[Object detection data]
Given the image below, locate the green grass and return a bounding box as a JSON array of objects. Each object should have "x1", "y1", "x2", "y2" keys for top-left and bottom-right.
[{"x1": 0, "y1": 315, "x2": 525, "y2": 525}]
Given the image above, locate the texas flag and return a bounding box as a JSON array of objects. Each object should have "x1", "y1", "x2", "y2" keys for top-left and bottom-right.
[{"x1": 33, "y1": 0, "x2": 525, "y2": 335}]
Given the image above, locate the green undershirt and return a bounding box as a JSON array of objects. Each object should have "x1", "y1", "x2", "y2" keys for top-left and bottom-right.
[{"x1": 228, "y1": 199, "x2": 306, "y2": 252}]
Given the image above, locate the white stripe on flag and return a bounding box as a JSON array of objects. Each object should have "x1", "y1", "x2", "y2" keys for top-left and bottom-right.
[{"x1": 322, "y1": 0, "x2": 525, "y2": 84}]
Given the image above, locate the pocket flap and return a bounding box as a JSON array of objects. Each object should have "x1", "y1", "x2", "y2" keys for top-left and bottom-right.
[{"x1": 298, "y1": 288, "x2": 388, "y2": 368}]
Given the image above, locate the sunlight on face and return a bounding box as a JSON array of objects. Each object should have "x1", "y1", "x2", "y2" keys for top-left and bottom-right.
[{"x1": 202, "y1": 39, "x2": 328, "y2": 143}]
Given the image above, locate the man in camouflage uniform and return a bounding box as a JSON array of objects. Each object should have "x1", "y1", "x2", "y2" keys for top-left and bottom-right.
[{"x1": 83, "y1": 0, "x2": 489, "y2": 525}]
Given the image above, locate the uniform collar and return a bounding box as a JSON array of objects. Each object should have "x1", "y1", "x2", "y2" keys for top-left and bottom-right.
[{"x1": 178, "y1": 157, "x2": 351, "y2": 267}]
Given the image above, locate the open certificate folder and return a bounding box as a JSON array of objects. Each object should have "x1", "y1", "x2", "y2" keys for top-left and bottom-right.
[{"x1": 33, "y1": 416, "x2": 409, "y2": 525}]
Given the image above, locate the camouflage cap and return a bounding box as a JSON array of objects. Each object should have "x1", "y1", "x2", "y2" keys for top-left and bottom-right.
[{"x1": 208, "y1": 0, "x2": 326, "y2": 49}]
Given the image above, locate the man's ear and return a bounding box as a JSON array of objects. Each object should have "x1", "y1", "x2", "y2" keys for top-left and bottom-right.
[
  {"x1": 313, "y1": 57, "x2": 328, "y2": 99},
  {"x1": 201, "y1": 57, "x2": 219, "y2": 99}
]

- _SHORT TASK_
Copy out word for word the lines of the listing above, starting with the line that contains "Given the image above, locate the uniform" and going on through the end of the listing.

- _RESULT OF THE EXERCISE_
Given the image above, locate the uniform collar and return a bounding box as a JSON array of objects. Each object should have "x1", "y1", "x2", "y2" keys for top-left and bottom-right.
[{"x1": 178, "y1": 157, "x2": 351, "y2": 267}]
Given the image above, locate the open certificate folder and return a bounding box as a JSON array of objects. Each object should have "x1", "y1", "x2", "y2" keys for top-left and bottom-right.
[{"x1": 33, "y1": 416, "x2": 409, "y2": 525}]
Given the image above, locate the camouflage cap and return a bounding box as a JSON array of objects. Each object should have "x1", "y1", "x2", "y2" keys for top-left and bottom-right.
[{"x1": 208, "y1": 0, "x2": 326, "y2": 49}]
Given the image above, locate the man's ear and return a bounding box as a JSON array of objects. Each object should have "x1", "y1", "x2", "y2" keys for top-left and bottom-right.
[
  {"x1": 313, "y1": 57, "x2": 328, "y2": 99},
  {"x1": 201, "y1": 57, "x2": 219, "y2": 99}
]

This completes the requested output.